# EXCERPTED PASSAGE:
Lee Ziesche is a filmmaker and organizer working with Seeding Sovereignty to tell the stories of communities fighting to stop the expansion of fossil fuels. In this op-ed, she explains how she uses her activism to campaign for renewable energy.
In May 2015, I was arrested for the first time protesting a fracked gas storage facility on the shores of Seneca Lake in Upstate New York. Three years later, dirty fracking infrastructure still threatens New York State. But when Governor Andrew Cuomo steps up to celebrate Earth Day on April 22, I doubt you’ll hear about the expansion of fracked gas infrastructure — a fossil fuel that threatens everyone’s environmental well-being, while often masquerading as “green” energy. That’s why on April 23, I’m risking arrest as part of the largest climate rally in Albany, New York’s history, and demanding real climate leadership from the Capitol.
Climate science tells us that in order to avoid locking our planet into catastrophic climate change, we have to leave 80 percent of known fossil fuels in the ground — and that includes fracked gas. But even progressive states like New York, where I live and where fracking has been banned since 2014, continue to build fracking infrastructure like fracked gas power plants and pipelines. The fossil fuel industry claims fracked gas is “clean,” but these infrastructure projects could be game over for our climate and our communities.

# REQUIRED WORK:
a) According to the op-ed, since what year has fracking been banned in New York?
b) Rewrite the op-ed from "Lee Ziesche is" up to and including "for renewable energy.", replacing "renewable energy" with "clean power".

# RECORDED DATA:
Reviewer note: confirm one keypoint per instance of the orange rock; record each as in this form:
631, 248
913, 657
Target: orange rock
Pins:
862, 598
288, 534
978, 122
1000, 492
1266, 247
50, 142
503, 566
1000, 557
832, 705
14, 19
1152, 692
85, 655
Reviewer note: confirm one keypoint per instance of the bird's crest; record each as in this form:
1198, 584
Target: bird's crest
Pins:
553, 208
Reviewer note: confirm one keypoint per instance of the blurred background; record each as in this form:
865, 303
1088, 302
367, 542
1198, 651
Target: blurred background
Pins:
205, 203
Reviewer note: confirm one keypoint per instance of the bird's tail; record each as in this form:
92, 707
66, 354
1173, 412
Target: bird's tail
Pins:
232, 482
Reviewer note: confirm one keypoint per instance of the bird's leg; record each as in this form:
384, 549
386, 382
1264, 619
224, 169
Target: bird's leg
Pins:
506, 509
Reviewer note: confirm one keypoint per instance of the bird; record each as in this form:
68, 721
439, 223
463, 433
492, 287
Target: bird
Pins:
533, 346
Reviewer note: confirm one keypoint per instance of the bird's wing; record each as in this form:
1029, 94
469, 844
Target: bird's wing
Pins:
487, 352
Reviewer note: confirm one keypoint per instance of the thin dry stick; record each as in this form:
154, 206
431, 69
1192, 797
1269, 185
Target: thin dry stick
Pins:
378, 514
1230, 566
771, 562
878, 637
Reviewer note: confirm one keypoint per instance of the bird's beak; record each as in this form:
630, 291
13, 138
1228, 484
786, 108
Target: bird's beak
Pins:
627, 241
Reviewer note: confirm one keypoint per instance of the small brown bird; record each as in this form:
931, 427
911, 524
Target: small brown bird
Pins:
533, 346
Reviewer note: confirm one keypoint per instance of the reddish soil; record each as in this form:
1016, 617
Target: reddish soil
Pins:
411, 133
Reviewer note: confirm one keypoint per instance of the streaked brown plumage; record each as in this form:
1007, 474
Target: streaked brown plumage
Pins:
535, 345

---

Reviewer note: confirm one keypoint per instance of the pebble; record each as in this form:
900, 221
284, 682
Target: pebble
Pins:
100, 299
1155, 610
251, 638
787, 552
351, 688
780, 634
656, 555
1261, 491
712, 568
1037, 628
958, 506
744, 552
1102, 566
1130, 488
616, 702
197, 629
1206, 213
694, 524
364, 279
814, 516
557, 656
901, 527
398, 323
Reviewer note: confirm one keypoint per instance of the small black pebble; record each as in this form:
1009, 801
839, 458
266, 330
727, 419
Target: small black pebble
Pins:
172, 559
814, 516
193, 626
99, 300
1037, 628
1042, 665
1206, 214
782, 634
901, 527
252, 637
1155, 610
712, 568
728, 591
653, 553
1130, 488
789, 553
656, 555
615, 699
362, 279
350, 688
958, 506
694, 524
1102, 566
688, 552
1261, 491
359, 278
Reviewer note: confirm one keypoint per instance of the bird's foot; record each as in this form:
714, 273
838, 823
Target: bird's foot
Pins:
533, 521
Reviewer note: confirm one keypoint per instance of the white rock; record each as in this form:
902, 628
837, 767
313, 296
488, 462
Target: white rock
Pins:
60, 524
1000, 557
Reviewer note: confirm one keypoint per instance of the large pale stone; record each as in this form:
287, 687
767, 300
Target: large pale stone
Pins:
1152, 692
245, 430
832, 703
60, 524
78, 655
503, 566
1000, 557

---

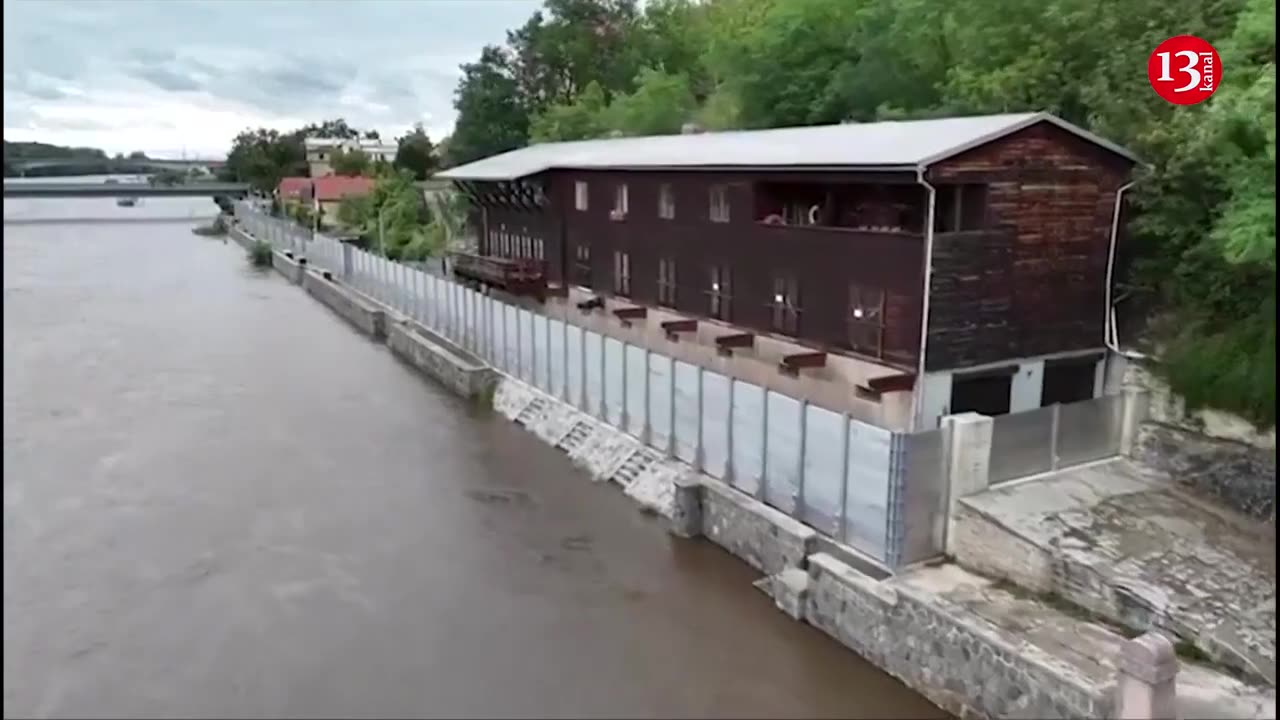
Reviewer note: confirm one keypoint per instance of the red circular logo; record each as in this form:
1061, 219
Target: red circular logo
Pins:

# REPLIES:
a) Since 2014.

b)
Lee Ziesche is a filmmaker and organizer working with Seeding Sovereignty to tell the stories of communities fighting to stop the expansion of fossil fuels. In this op-ed, she explains how she uses her activism to campaign for clean power.